Action item
Search the entries below for "mountain", and copy each line where it appears.

Source material

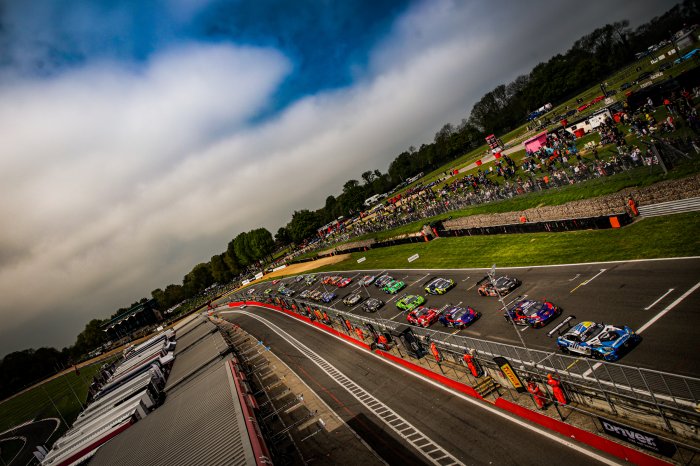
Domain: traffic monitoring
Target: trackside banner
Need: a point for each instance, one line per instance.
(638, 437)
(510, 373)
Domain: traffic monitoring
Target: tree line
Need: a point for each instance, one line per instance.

--

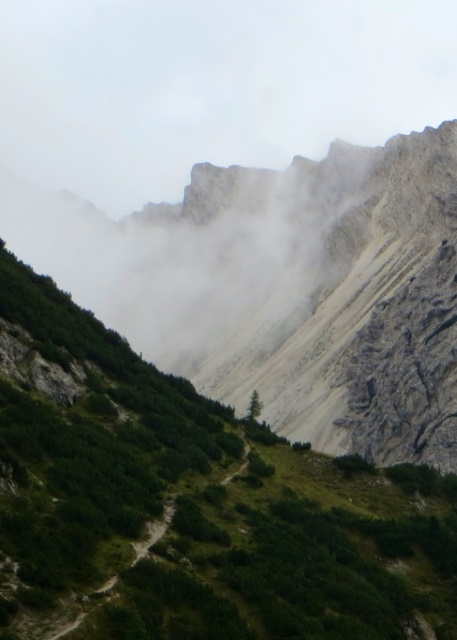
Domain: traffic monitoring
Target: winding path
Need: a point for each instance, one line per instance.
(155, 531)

==

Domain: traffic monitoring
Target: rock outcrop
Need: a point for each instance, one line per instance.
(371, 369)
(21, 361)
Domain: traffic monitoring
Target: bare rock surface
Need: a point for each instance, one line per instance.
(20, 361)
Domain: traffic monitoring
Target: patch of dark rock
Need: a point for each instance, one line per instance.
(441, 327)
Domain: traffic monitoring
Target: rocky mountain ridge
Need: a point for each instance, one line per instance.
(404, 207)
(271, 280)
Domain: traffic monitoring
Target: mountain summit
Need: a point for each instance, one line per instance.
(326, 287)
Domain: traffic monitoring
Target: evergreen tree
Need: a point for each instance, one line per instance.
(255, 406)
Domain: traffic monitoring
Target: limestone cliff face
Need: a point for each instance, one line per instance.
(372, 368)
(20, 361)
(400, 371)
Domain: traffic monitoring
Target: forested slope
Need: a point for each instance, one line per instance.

Task output
Target: rocky mountain ridge
Target: mountain summit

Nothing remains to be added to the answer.